─── Material provided ───

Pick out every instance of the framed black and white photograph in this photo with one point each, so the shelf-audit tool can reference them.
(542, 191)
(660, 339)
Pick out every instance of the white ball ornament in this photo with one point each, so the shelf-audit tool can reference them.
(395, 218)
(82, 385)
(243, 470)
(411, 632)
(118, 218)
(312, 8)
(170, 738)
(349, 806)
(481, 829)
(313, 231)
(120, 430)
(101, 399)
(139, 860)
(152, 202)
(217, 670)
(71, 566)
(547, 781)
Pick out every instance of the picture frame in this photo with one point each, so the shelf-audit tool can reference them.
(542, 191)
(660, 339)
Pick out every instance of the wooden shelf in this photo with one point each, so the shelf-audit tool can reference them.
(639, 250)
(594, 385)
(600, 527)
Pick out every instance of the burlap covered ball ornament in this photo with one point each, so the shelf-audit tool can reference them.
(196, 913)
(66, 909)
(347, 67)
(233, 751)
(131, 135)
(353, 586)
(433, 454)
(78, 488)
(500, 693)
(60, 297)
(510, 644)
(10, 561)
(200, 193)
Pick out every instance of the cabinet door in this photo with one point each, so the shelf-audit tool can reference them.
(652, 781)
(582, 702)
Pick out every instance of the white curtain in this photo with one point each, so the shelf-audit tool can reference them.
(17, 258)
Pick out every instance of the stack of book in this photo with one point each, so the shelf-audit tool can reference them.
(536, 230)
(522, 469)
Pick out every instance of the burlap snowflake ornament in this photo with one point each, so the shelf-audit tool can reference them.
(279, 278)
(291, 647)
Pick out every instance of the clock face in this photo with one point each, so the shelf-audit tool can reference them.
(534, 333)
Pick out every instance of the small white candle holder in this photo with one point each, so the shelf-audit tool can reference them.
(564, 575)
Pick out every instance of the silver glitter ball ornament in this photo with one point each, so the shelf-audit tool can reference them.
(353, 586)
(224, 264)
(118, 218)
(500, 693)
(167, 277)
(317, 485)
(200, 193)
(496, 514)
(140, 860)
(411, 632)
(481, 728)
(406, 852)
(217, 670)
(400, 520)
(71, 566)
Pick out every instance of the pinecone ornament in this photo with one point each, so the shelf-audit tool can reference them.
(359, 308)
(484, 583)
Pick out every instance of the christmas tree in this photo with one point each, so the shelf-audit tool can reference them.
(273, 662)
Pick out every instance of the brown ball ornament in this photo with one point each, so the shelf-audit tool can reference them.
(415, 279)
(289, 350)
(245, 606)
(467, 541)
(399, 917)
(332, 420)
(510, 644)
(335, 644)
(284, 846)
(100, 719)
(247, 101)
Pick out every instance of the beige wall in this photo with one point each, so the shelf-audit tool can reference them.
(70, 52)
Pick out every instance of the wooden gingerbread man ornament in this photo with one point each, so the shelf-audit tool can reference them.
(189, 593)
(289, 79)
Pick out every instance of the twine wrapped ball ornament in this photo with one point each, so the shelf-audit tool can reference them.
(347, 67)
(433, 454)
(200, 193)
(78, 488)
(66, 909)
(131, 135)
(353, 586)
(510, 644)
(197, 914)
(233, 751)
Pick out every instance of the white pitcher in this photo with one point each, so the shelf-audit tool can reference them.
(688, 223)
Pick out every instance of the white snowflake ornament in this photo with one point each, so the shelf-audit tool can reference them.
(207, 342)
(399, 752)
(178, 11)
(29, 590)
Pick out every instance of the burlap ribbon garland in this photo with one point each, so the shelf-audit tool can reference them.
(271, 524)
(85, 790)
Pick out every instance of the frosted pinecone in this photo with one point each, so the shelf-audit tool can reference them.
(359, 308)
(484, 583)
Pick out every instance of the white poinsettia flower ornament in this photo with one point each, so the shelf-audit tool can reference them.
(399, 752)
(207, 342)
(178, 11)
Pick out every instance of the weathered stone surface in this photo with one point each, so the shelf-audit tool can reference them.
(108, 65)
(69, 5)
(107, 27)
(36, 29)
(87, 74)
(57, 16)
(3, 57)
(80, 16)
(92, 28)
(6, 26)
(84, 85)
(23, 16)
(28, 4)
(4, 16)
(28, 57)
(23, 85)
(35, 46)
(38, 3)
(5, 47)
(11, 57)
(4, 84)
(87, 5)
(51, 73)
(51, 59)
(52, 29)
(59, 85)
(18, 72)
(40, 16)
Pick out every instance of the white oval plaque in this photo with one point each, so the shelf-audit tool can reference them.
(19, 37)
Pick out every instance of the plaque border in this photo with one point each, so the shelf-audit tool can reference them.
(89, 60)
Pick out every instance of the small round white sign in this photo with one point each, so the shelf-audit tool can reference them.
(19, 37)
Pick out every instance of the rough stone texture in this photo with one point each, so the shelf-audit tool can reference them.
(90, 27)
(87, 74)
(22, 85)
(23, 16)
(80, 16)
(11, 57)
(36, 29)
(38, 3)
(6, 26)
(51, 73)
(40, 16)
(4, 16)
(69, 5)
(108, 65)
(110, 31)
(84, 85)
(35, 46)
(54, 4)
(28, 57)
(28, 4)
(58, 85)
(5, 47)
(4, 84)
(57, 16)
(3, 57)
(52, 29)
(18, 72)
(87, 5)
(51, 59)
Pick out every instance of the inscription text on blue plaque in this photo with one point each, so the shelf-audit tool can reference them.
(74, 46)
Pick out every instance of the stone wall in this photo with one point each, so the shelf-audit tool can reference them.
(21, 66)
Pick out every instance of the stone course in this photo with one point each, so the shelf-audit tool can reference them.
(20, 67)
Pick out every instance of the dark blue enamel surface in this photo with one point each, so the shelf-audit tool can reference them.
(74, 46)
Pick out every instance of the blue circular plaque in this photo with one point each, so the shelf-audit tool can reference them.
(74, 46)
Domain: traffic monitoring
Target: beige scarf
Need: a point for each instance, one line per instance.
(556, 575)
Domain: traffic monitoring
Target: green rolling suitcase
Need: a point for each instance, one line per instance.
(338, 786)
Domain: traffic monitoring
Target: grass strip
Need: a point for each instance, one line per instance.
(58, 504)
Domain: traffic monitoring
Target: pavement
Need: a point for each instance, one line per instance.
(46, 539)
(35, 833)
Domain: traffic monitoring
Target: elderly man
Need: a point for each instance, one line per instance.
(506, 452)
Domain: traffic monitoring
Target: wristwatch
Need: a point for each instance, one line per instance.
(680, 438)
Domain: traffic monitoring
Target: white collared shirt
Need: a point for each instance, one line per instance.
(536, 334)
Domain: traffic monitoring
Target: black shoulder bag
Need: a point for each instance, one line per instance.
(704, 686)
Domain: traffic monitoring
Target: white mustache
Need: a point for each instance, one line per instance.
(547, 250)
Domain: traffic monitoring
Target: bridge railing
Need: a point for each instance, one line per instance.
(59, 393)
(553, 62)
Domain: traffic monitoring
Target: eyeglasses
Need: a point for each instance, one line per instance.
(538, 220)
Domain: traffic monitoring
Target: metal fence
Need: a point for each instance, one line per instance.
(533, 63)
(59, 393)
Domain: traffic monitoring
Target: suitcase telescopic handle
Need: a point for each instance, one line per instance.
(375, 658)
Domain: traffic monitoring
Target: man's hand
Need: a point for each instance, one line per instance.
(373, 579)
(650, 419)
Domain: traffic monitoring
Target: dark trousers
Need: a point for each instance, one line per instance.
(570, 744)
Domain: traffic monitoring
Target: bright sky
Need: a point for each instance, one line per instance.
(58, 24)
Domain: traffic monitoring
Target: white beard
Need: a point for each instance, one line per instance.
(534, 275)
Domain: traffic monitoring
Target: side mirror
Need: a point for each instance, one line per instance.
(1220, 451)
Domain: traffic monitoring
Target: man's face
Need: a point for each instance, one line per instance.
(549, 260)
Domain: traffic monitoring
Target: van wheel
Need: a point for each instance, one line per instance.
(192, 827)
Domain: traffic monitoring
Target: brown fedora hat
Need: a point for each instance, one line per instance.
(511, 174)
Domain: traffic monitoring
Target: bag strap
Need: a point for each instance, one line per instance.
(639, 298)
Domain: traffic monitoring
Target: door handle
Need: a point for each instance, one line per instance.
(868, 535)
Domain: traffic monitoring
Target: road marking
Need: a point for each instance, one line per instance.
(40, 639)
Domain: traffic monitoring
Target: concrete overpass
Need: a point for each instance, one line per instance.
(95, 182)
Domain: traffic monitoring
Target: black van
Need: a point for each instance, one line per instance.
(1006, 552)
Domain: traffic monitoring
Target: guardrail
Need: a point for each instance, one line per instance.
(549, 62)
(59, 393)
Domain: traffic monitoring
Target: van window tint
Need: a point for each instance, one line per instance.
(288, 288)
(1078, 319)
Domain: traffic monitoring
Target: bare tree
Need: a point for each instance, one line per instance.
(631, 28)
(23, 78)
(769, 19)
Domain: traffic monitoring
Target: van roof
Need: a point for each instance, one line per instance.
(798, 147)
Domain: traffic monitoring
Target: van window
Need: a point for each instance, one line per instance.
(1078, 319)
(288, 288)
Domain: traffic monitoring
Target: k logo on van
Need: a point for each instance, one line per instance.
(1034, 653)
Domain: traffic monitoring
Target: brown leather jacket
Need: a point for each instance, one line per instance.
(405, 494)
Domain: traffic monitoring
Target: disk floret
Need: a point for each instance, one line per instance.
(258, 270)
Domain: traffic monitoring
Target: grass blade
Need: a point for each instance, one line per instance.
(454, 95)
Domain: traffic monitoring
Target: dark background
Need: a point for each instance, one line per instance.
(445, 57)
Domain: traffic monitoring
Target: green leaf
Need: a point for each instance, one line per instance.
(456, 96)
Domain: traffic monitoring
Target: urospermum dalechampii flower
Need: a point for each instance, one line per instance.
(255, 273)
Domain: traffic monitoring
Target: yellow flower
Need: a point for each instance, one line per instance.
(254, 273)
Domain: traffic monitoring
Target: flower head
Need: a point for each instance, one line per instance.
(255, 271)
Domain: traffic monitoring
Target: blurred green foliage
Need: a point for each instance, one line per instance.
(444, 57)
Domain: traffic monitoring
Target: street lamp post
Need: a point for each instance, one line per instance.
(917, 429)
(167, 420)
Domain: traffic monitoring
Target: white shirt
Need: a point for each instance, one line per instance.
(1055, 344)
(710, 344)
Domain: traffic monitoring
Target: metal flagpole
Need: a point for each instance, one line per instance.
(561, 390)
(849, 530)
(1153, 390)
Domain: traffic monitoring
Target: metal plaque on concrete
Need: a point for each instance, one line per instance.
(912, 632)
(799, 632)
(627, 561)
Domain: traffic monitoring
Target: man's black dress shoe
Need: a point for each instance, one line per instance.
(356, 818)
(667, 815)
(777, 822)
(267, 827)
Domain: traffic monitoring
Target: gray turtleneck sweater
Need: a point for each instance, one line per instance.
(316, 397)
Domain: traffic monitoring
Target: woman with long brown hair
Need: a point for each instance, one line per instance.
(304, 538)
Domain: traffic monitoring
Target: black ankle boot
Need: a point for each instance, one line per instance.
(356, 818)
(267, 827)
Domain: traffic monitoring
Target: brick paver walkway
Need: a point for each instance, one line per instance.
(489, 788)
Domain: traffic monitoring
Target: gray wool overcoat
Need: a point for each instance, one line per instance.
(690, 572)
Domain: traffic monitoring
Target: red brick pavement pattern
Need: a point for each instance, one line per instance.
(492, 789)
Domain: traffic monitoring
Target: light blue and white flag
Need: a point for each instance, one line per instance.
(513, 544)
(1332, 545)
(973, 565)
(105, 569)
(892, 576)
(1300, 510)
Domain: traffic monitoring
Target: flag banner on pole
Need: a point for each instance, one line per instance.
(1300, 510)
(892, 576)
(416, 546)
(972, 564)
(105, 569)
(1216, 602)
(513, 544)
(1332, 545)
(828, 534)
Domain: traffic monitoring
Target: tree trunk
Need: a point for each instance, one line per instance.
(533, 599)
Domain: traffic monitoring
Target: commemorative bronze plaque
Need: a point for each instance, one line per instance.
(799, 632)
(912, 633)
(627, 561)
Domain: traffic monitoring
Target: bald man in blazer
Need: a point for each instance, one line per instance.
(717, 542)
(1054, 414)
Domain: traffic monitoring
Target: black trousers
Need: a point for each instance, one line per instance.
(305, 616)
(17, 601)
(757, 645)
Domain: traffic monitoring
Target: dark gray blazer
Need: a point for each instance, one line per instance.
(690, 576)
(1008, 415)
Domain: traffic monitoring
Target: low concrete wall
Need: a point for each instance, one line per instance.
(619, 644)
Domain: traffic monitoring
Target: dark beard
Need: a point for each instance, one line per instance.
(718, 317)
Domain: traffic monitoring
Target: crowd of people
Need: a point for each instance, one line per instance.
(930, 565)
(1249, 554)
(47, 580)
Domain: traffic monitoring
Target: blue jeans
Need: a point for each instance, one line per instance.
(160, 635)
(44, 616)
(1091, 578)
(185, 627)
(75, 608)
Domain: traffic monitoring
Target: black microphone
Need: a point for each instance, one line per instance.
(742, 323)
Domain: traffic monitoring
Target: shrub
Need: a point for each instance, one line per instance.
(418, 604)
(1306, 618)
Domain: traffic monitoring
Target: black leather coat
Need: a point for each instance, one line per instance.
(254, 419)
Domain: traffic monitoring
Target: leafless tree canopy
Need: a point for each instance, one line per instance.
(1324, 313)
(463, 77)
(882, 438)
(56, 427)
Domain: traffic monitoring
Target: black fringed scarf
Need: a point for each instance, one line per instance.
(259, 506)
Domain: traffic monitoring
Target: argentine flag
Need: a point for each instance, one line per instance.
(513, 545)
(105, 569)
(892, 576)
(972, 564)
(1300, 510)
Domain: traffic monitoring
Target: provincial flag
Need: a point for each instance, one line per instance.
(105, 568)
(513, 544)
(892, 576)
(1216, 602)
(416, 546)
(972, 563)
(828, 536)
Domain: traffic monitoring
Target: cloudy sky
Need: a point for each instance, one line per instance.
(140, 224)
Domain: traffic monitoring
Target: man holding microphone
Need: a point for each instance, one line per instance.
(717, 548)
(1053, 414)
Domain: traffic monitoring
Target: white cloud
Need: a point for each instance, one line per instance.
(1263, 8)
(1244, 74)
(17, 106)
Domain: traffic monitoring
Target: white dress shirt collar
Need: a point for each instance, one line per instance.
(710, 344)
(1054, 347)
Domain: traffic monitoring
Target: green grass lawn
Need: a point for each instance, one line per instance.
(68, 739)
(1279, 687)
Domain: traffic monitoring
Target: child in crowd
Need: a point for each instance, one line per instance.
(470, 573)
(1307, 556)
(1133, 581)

───

Extract every line of the listing that contains the string "flower", and copy each one verbatim.

Pick out every instance of the white poinsettia flower ornament in this photo with one point each, so the shelf-audit tool can reference them.
Target: urospermum dalechampii flower
Target: yellow flower
Target: flower head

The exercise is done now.